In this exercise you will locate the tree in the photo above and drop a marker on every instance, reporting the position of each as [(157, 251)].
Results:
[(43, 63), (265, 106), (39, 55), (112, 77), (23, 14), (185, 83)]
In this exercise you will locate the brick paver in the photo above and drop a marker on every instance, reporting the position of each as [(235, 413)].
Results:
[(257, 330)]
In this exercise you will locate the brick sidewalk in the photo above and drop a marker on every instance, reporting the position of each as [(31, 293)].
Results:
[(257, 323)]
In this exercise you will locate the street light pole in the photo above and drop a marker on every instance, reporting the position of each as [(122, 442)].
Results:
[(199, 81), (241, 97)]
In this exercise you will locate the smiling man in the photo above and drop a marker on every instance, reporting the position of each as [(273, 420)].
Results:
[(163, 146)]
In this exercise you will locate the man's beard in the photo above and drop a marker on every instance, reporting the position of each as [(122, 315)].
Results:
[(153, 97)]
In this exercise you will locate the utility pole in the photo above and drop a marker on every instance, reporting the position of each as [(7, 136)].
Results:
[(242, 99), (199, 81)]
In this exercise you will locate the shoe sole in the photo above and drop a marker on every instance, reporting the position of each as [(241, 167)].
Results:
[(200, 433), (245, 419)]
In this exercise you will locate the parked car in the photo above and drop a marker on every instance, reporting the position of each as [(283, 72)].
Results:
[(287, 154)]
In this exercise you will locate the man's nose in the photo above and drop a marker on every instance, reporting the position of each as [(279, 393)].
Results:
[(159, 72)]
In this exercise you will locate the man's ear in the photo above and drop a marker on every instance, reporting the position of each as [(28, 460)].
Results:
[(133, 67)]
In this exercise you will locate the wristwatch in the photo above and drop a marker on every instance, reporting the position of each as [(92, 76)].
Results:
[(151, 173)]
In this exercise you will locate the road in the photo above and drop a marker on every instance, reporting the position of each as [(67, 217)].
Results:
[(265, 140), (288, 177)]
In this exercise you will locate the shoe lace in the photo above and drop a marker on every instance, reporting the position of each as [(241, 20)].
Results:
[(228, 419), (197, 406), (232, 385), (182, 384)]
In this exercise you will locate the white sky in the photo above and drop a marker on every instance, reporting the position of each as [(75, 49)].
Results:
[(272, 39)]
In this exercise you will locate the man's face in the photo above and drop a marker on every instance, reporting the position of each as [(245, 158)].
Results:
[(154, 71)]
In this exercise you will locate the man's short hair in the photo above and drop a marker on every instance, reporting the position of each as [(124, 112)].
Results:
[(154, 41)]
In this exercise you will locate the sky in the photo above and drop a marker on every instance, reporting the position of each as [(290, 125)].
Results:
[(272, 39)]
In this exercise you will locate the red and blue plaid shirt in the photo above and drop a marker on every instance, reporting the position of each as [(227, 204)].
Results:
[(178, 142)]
- - - -
◆ Requirements ◆
Reproduce all of the records above in full, switching each occurrence of "drop a marker" to "place a pin" and leaving every other word unchanged.

◆ Task response ◆
In this exercise you will locate the tree in the photo above and place a pin on every instance, reporting the position of each as [(157, 251)].
Results:
[(43, 63), (265, 106), (39, 55), (112, 77), (23, 14), (185, 83)]
In this exercise you will locate the brick paver in the photo above and place a pin on every instance, reporting the position of each as [(235, 413)].
Results:
[(257, 330)]
In this exercise you will locate the brick sidewalk in the photo above and place a pin on every instance, reporting the position of each as [(31, 293)].
Results:
[(257, 323)]
In this exercise you will locate the street light pole in the photo above and place a pin on every instance, reporting the position of each as [(122, 442)].
Results:
[(199, 81), (241, 97)]
In this exercise you will locate the smiling man in the photo above and place a pin on every instance, reporting the position of each as [(273, 420)].
Results:
[(163, 146)]
In this exercise you will locate the man's beard in the photo above and place a pin on every instance, reporting the position of each as [(122, 315)].
Results:
[(153, 97)]
In this exercise you will locate the utility pole in the photo above and place a pin on every instance, reporting the position of each as [(7, 136)].
Results:
[(242, 99), (199, 81)]
In this exercise you will locate the shoe sole in the photo above and place a pin on every instance, reporting the position of each as [(241, 167)].
Results:
[(200, 433), (245, 419)]
In this exercise you will locate the parked car in the photo above and place a pin on every instance, reporting the position of each as [(283, 72)].
Results:
[(287, 154)]
In this exercise you will locate the man's nose in the photo above and place a pin on every instance, reporting the position of each as [(279, 393)].
Results:
[(159, 72)]
In this exercise you will locate the man's ear in the photo above and place a pin on every instance, reporting the position of each as [(28, 460)].
Results:
[(133, 67)]
In this exercise you will locate the wristwatch in the photo above and place a pin on every instance, reporting the position of each as [(92, 76)].
Results:
[(151, 173)]
In this exercise you will locate the road in the photo above and place a pin on every instance, reporting the position of each as [(67, 217)].
Results:
[(265, 140), (288, 177)]
In this exercise you will locate the shoe lace in the photo above and place a pin on every instance, reporting the position of each as [(241, 20)].
Results:
[(228, 419), (197, 406), (232, 385), (182, 384)]
In this exercise you will locate the white sky in the photo above and place a pin on every instance, reporting the position of each as [(75, 49)].
Results:
[(272, 39)]
In this exercise you will locate the man's face in the photo above and place a pin on every instance, reporting the position of each as [(245, 158)].
Results:
[(154, 71)]
In this exercise you will locate the man's short hair in the photo above and place a pin on every instance, reporting the position of each as [(124, 112)].
Results:
[(154, 41)]
In this exercise you will locate the sky in the photo above and place a pin on every instance, reporting the position of each as [(290, 125)].
Results:
[(272, 39)]
In this exercise you will locate the red and blue plaid shirt in the photo above and place a pin on every instance, reporting the position of each as [(227, 204)].
Results:
[(178, 142)]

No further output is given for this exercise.